For each record, copy the text exactly and omit any picture it holds.
**** SUPPLIED INFORMATION
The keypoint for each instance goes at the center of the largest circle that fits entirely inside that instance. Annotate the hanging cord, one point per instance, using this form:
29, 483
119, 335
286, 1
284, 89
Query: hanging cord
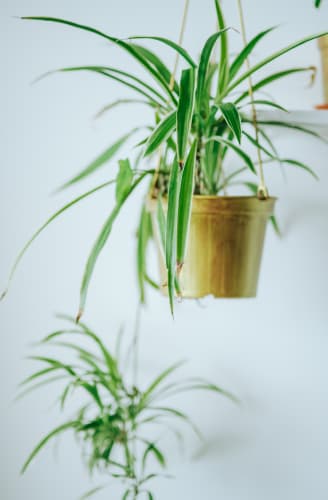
262, 192
171, 86
181, 37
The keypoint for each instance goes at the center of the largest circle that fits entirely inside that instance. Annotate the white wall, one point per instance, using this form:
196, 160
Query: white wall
270, 351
********
> _WRITTEN ANSWER_:
The keypoint for each instance goes at the center of the largest circle that fits entirely inside that instance. Annotate the hanging cord, one point per instance, using this form:
29, 483
119, 335
286, 1
284, 89
Query: hanging cord
262, 192
171, 86
181, 37
The keypoint for each instance goes at the center of the largest circle that fits entirely inside that instance. Annotate the white wall, one point per instance, using this form:
196, 160
Query: white wall
270, 351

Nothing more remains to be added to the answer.